# DATA PROVIDED start

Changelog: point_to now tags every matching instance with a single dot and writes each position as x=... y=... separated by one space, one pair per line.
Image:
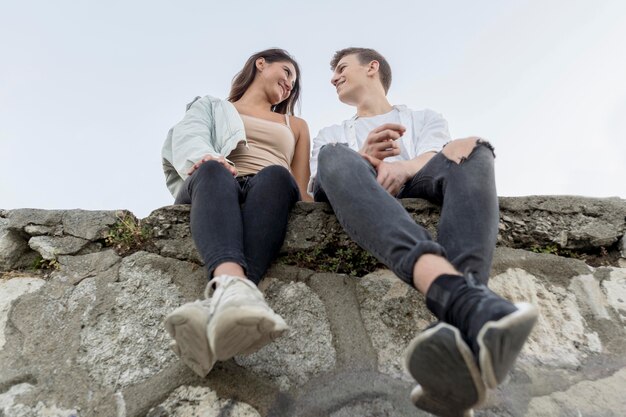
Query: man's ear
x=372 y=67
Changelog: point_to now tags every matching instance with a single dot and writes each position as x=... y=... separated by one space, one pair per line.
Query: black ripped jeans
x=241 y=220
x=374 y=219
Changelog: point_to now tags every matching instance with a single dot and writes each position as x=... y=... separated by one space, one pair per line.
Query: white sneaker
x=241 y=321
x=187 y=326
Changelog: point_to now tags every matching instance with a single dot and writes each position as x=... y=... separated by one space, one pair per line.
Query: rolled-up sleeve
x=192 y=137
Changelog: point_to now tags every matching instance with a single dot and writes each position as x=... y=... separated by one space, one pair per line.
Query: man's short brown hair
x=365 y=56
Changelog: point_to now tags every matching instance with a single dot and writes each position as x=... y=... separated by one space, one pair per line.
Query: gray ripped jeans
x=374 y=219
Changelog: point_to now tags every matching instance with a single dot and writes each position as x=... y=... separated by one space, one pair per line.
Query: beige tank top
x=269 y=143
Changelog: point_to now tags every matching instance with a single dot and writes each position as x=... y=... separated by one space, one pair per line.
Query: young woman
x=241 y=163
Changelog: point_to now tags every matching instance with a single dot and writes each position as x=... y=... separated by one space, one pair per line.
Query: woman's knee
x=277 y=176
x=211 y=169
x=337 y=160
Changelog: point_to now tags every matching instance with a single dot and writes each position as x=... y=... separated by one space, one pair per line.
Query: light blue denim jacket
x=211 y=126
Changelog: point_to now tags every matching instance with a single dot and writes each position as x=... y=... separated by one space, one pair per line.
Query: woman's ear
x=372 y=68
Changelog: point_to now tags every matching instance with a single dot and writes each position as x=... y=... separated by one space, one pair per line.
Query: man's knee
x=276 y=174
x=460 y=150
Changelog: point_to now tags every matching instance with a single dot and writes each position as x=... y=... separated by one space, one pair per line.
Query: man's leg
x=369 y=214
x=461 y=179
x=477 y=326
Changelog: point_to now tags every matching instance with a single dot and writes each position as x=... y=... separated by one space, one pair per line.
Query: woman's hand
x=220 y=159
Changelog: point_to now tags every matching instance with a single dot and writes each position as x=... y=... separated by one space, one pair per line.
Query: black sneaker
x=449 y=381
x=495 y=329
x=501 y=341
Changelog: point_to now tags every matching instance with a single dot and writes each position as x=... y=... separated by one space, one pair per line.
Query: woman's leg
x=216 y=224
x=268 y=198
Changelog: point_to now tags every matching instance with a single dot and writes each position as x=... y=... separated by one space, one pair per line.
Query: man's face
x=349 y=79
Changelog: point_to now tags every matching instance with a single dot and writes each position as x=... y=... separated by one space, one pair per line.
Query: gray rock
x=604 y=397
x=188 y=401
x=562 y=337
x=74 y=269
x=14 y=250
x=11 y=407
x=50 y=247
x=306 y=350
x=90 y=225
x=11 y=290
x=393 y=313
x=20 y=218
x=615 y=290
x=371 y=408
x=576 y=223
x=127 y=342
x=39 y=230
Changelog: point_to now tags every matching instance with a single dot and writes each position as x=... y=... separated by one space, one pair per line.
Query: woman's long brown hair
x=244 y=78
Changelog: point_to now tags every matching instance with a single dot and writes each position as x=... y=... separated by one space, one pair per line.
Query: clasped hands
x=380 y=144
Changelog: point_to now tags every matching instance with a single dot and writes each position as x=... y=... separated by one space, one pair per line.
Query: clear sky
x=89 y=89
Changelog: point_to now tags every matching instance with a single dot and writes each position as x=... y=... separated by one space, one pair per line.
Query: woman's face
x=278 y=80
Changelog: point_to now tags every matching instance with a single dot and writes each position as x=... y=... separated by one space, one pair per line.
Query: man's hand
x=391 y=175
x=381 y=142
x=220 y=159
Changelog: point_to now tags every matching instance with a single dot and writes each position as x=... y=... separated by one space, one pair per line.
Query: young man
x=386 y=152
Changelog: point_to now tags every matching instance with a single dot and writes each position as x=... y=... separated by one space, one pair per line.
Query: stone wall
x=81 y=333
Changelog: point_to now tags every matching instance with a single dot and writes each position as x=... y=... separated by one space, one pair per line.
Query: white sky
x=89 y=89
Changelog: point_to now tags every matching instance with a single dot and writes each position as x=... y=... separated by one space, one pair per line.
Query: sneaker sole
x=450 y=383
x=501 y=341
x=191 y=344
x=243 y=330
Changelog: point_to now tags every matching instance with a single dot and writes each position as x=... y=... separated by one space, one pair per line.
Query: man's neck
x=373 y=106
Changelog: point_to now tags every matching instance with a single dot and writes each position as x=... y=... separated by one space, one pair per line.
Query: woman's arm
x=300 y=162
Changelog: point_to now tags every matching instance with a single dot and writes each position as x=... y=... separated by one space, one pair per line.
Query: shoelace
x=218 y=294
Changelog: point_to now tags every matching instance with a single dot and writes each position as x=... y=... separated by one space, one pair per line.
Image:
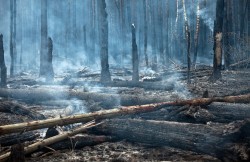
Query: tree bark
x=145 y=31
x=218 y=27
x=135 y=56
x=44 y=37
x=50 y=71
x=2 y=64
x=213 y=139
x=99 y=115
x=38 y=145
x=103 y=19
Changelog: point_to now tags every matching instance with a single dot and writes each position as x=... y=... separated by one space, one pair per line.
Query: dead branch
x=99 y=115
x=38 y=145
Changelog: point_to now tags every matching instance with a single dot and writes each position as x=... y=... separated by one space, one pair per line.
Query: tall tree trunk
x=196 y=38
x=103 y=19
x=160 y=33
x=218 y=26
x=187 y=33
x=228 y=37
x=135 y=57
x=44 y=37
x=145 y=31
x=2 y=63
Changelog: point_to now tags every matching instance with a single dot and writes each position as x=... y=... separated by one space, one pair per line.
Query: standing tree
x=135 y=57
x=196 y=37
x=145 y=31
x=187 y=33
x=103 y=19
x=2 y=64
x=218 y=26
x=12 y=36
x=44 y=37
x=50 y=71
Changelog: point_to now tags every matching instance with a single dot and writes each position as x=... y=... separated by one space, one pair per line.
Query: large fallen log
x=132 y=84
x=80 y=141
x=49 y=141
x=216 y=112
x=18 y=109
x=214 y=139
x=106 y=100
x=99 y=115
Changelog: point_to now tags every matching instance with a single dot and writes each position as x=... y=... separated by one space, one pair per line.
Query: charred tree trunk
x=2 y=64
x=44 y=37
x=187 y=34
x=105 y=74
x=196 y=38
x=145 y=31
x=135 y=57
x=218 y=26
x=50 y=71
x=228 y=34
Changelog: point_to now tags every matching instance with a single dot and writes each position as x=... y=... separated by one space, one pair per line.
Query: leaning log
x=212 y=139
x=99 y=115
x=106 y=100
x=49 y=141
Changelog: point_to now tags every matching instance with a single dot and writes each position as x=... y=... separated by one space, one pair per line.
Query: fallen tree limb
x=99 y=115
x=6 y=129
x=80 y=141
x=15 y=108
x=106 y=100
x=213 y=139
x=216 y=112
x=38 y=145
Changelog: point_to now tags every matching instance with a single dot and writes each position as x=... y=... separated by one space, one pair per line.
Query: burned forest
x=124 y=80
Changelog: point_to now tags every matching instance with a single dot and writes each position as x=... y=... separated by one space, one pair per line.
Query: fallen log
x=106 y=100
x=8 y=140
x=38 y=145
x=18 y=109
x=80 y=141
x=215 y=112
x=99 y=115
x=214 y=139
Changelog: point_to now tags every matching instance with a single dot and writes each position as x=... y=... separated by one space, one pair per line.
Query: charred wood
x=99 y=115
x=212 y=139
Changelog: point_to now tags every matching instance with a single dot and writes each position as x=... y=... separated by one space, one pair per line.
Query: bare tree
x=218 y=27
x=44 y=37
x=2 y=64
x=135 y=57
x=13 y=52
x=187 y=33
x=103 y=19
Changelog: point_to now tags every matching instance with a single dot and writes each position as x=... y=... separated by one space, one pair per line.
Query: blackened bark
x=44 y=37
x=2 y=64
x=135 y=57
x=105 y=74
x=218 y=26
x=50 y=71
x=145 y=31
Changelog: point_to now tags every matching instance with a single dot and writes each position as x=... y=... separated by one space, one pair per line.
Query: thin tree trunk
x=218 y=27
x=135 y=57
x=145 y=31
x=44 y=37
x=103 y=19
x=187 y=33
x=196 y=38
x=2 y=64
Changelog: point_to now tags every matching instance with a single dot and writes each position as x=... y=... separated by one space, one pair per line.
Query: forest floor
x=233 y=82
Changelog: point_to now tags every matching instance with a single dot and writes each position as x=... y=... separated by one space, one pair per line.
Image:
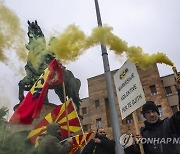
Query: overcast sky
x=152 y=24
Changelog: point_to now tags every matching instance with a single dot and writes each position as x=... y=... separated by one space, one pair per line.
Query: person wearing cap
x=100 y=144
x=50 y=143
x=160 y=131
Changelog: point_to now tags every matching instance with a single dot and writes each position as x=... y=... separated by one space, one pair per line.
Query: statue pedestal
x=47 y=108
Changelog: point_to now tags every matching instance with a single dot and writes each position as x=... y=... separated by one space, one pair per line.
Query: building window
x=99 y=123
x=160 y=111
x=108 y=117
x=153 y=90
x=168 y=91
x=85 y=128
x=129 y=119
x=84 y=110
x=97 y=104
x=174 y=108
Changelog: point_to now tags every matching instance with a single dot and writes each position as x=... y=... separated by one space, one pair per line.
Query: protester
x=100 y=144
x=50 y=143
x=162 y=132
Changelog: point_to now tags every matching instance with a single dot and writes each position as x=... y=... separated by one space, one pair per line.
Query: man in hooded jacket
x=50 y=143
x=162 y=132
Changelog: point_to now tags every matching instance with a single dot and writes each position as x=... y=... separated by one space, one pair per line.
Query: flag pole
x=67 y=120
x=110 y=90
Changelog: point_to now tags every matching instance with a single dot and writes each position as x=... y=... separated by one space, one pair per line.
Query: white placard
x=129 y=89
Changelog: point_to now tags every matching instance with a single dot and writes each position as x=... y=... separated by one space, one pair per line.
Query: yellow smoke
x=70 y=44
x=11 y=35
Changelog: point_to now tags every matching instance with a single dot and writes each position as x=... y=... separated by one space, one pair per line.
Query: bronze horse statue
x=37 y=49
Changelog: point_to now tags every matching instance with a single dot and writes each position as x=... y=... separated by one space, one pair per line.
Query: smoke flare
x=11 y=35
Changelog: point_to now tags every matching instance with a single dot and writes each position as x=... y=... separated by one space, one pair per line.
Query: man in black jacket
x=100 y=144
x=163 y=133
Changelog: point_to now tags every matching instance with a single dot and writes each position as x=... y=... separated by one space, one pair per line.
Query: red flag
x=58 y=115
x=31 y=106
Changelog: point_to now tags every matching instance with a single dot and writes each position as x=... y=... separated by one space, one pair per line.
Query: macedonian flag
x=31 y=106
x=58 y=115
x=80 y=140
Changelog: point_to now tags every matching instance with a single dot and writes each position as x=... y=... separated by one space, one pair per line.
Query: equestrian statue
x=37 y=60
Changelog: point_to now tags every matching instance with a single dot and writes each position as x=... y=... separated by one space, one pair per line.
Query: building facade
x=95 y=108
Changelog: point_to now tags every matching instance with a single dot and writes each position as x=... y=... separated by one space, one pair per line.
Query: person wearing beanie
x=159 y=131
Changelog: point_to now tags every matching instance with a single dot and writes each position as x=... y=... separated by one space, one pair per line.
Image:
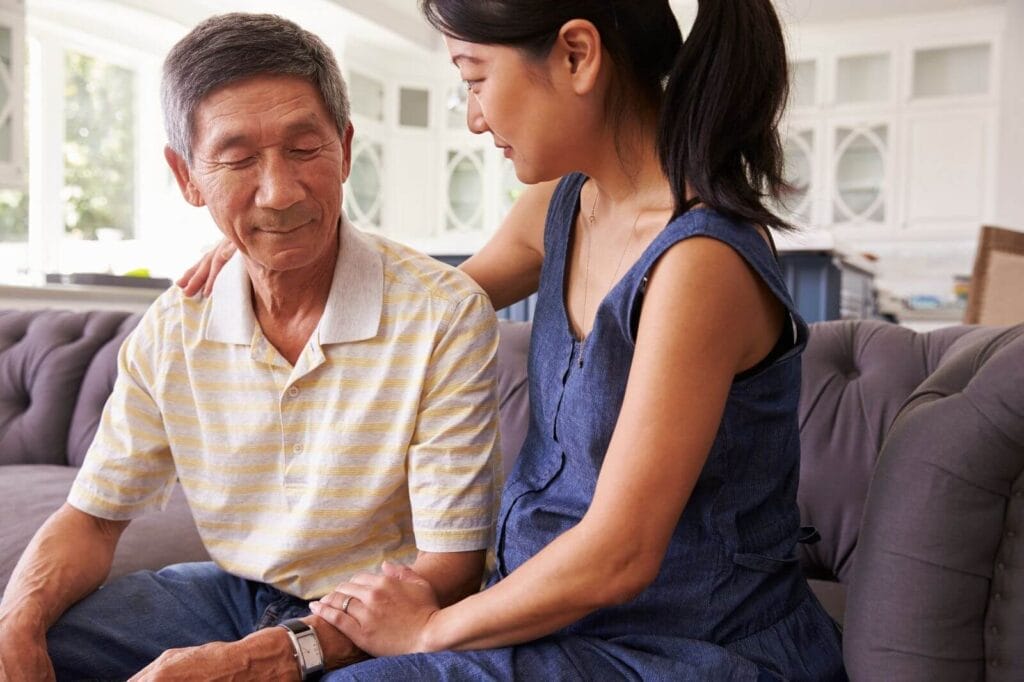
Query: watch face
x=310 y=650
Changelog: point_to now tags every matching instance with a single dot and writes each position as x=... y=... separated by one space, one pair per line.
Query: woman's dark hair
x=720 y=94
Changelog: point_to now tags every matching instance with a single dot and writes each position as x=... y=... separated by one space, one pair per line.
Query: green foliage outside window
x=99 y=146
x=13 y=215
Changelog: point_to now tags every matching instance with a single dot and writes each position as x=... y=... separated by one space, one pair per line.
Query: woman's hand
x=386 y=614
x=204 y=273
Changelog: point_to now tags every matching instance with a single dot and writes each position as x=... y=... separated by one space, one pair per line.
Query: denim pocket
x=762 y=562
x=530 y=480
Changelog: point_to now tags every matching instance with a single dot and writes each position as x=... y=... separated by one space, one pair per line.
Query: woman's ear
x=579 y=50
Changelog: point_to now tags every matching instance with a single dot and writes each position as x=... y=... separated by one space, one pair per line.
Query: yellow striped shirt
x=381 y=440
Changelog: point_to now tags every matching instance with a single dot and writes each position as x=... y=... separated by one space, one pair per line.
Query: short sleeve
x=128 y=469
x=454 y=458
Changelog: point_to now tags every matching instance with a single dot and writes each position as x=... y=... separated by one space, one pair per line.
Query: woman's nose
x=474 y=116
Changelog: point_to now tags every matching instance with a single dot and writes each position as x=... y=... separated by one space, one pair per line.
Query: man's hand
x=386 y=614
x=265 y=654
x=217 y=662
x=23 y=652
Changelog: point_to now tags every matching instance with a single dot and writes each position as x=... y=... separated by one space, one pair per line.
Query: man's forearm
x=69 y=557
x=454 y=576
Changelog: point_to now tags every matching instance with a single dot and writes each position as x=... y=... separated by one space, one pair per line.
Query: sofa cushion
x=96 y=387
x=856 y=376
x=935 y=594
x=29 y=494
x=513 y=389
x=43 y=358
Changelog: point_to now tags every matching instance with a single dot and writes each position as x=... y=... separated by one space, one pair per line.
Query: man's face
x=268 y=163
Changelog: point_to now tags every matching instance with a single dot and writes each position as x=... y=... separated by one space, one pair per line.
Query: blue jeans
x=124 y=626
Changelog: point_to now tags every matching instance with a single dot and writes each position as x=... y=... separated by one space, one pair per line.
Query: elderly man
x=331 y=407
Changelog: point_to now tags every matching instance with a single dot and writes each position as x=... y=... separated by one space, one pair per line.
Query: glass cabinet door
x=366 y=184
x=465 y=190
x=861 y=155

# DATA PROVIDED end

→ **GOAL OF THE EXERCISE**
Count the lines in the entries above that contain the string "face". Reply with the number alone.

→ **CORRECT RESPONSE**
4